_Work request_:
Among the entries below, find the line with "column 117, row 249", then quote it and each following line up to and including the line with "column 489, row 44", and nothing else.

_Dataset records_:
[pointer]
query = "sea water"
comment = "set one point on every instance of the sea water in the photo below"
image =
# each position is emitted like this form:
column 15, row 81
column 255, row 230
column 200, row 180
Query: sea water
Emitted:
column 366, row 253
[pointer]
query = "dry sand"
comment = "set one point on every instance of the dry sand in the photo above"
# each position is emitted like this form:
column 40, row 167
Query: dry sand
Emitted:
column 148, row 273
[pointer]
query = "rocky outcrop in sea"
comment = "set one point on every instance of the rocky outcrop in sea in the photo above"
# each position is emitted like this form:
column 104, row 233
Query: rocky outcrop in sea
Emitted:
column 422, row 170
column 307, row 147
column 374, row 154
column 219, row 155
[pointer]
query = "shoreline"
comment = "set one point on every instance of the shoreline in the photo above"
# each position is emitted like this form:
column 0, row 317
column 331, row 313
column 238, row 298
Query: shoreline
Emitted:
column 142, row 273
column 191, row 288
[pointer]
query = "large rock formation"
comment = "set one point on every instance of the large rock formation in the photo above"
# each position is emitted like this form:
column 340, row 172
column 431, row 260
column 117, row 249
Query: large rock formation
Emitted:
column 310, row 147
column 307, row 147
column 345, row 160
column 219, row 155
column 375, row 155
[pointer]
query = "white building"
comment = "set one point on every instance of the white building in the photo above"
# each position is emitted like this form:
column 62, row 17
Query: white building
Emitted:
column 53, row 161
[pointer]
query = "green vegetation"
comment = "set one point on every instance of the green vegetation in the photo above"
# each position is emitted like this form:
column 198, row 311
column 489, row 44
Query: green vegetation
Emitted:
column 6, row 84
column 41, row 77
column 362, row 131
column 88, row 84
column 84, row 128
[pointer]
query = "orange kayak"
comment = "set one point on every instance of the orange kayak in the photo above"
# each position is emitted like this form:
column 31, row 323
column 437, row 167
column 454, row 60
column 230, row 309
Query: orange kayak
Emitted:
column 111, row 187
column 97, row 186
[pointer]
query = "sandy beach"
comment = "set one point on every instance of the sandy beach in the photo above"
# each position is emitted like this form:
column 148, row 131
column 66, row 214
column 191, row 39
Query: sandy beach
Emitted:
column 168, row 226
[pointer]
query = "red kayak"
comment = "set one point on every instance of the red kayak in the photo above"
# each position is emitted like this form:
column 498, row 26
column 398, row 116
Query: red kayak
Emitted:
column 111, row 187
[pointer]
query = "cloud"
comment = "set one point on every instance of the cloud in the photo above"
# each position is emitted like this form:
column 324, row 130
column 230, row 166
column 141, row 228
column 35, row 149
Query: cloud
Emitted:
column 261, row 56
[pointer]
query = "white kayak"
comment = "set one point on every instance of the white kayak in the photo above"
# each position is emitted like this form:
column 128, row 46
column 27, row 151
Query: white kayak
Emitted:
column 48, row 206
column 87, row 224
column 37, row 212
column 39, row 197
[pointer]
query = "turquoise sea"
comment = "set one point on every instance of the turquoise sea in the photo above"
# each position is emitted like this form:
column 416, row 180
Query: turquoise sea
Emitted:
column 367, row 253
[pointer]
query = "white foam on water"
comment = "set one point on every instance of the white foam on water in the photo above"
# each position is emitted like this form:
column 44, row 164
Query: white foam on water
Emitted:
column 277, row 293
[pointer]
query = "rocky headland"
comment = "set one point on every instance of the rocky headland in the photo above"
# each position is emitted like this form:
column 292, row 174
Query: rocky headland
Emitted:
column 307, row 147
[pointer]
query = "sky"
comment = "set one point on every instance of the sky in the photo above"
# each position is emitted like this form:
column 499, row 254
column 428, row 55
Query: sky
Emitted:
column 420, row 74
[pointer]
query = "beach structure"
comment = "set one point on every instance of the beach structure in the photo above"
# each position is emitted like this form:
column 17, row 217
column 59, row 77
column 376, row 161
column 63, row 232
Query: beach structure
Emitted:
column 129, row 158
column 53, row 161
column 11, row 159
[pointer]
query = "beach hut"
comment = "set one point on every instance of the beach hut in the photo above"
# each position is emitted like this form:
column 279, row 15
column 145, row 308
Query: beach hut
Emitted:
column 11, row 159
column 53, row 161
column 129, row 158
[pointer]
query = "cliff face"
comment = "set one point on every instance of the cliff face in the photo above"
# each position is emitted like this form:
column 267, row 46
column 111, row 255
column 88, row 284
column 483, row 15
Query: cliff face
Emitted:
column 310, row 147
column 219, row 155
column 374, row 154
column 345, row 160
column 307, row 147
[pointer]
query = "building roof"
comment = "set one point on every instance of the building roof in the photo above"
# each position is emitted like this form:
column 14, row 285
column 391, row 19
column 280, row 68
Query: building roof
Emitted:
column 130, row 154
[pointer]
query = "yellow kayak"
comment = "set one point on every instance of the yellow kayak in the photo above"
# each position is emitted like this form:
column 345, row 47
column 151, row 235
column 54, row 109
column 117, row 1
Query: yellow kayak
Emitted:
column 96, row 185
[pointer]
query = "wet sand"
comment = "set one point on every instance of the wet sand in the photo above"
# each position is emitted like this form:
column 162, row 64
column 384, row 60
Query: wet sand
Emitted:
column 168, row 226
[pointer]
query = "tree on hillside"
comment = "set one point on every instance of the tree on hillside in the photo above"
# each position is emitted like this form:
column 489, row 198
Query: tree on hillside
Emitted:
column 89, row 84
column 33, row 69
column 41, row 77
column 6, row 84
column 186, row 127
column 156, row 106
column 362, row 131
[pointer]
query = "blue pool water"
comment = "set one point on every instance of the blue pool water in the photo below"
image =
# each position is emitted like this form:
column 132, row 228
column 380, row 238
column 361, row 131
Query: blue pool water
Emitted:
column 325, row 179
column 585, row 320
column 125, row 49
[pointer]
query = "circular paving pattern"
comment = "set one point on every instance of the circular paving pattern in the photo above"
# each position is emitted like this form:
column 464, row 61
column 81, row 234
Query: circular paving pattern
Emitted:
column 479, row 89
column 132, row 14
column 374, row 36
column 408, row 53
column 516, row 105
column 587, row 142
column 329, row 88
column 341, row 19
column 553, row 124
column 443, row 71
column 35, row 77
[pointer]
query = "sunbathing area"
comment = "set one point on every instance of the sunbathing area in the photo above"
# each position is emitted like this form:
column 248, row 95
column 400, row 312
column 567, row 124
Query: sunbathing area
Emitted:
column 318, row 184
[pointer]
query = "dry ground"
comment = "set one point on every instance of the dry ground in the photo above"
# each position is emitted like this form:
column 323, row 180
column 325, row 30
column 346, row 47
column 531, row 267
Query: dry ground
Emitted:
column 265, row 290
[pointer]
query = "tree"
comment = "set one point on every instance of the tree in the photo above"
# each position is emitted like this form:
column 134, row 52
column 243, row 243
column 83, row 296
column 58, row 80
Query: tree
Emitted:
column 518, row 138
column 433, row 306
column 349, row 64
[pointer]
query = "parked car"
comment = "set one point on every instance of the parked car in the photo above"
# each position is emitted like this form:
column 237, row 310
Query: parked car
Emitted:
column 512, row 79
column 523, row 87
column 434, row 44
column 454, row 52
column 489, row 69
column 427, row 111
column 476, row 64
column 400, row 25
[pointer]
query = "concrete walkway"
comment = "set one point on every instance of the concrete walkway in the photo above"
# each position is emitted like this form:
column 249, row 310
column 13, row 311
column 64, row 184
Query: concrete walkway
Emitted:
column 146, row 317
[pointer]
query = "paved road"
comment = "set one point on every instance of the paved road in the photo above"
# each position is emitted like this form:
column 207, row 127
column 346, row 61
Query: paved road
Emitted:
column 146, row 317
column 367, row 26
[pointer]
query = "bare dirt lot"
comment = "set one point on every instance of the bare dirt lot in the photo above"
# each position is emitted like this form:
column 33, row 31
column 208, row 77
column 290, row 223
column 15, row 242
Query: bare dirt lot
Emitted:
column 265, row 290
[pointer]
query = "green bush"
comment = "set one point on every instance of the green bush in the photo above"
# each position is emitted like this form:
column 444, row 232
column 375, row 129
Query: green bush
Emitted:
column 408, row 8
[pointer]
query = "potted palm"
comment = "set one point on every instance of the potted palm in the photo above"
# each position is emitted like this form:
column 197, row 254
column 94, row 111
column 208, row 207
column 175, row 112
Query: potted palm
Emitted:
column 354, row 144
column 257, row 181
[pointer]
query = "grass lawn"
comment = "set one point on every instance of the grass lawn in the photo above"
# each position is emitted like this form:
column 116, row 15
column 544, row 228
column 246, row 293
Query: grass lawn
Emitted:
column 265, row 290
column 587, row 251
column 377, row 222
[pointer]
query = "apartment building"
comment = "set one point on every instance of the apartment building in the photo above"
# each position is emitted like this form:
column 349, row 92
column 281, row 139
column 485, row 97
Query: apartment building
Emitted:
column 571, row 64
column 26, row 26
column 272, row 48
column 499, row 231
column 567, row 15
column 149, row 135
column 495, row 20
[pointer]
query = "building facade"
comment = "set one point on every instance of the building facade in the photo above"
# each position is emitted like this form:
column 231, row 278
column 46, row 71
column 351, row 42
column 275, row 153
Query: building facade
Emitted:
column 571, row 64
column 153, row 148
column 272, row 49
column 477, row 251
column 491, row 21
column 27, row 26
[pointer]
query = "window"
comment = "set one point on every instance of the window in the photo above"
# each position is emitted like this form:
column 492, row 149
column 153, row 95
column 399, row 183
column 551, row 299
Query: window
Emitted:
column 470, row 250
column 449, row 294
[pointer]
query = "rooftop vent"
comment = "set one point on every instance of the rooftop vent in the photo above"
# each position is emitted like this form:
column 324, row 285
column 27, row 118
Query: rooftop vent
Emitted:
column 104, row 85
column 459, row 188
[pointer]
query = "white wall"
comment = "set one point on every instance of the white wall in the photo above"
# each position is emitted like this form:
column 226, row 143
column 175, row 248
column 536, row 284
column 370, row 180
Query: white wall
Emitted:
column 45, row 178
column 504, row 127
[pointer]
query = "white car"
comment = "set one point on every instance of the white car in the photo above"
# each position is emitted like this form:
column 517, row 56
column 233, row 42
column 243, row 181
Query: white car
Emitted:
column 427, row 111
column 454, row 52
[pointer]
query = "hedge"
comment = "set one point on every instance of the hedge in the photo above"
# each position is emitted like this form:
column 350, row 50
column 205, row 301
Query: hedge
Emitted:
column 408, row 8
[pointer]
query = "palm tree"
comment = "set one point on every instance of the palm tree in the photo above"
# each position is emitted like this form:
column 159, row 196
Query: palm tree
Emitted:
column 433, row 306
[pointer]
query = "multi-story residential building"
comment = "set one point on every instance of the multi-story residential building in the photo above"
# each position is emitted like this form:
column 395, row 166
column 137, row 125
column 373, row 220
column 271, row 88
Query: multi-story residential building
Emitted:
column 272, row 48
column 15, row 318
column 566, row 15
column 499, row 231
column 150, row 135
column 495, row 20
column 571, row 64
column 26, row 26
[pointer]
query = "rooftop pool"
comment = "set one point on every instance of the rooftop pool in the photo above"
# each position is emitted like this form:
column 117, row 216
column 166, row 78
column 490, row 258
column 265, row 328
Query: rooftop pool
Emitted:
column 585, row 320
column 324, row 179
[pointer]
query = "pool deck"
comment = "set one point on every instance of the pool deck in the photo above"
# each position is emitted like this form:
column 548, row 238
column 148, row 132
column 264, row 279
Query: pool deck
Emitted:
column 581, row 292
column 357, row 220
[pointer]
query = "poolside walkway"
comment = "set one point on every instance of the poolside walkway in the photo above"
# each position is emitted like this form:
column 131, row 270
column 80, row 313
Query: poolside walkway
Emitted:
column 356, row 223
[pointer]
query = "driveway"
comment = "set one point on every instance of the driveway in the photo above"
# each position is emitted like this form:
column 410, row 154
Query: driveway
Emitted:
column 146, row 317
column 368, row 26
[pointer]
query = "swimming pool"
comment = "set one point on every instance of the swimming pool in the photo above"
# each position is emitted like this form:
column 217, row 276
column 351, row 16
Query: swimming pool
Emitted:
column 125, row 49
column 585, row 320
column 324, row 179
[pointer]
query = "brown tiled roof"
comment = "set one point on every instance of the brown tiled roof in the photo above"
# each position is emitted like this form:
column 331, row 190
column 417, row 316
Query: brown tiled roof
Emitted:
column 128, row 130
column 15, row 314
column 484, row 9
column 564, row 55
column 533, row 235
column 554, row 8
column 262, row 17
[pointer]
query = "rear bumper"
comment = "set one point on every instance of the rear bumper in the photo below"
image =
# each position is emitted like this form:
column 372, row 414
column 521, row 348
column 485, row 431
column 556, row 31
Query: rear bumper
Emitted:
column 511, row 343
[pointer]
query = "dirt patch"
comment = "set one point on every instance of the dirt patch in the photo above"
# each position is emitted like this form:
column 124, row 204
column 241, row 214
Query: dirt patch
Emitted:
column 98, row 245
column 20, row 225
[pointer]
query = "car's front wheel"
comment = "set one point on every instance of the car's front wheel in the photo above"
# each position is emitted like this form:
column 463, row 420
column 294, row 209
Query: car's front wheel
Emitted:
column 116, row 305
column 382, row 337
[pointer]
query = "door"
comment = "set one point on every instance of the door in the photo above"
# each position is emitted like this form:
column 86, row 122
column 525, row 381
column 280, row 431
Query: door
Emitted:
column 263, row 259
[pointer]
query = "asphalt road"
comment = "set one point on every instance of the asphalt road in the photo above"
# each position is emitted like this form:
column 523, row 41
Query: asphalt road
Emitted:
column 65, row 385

_Task solution_:
column 117, row 249
Query: large rock formation
Emitted:
column 310, row 147
column 307, row 147
column 345, row 160
column 219, row 155
column 375, row 155
[pointer]
query = "white building"
comment = "set one point on every instance of the white building in the photo above"
# each position is emitted like this form:
column 62, row 17
Query: white building
Emitted:
column 53, row 161
[pointer]
query = "green vegetation"
comment = "set one point on every instance of the green vegetation in the photo above"
# each position is emitted like this form:
column 198, row 311
column 489, row 44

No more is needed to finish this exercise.